### PROVIDED MATERIAL
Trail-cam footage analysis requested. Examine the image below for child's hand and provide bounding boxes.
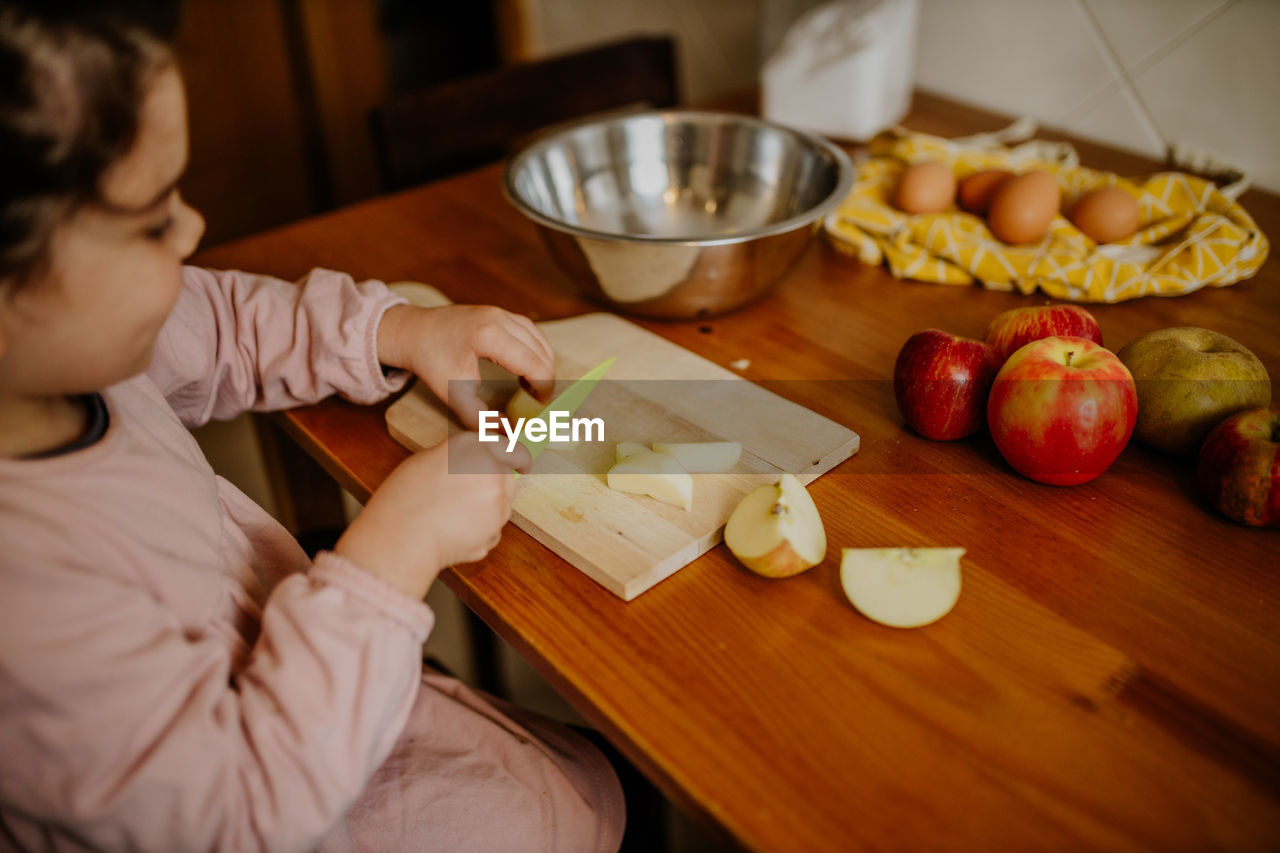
[378,305,556,429]
[334,433,531,598]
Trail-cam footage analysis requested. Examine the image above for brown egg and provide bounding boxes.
[956,169,1014,216]
[893,160,956,213]
[1070,187,1142,243]
[987,172,1062,243]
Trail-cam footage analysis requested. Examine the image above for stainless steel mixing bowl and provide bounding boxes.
[503,110,854,319]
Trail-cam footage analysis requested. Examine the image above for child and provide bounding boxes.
[0,0,623,853]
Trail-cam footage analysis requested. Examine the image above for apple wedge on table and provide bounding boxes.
[724,474,827,578]
[840,548,964,628]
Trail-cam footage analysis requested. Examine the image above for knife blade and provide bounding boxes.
[516,356,617,468]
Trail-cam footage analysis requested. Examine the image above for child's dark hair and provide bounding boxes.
[0,0,179,288]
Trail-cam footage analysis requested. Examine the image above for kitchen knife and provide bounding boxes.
[516,356,617,468]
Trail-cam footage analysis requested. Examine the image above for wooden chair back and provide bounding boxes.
[369,37,678,191]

### WHAT THE TASK ASKS
Repeat all of the lines in the records above, requests included, but multiply every bounding box coordinate in the answers by 0.85 and round each result to a whole number, with halves rounding up. Leave the pictures out of your answer.

### CORRECT OUTPUT
Trail-cam footage analysis requested. Examine the image below for child's hand and provide bounding boxes.
[321,259,473,365]
[284,368,451,508]
Trail-cam footage analysis requested. Examine the image above for brown egg and provide bounding boxes.
[813,144,862,184]
[759,136,813,181]
[910,159,971,207]
[839,146,903,207]
Trail-cam footage analysis requested. Examine the image above for stainless steel mixing bowl and provide bounding boxes.
[428,94,726,271]
Trail-cam footage analysis requested. Examine the image above for child and provide bounding boxes.
[0,0,530,725]
Trail-cam footage analysis requested. Examine the image above for apple wedge on table and provide bounding boxes.
[615,403,703,491]
[714,466,819,534]
Trail-cam footage analysis requested. Examine the image above for knife blade and provide bounding boxes.
[439,303,524,398]
Trail-cam footage analysis requested. Examine the image above for child's dark hair and provide bounding boxes.
[0,0,152,245]
Trail-cam footage analysis requested. Examine the image above for kitchen knife and provide bounding boxes.
[439,303,524,398]
Trail-cam footage analysis requested. Examine the image above for wooden chair back and provide bounding boxes.
[314,31,576,162]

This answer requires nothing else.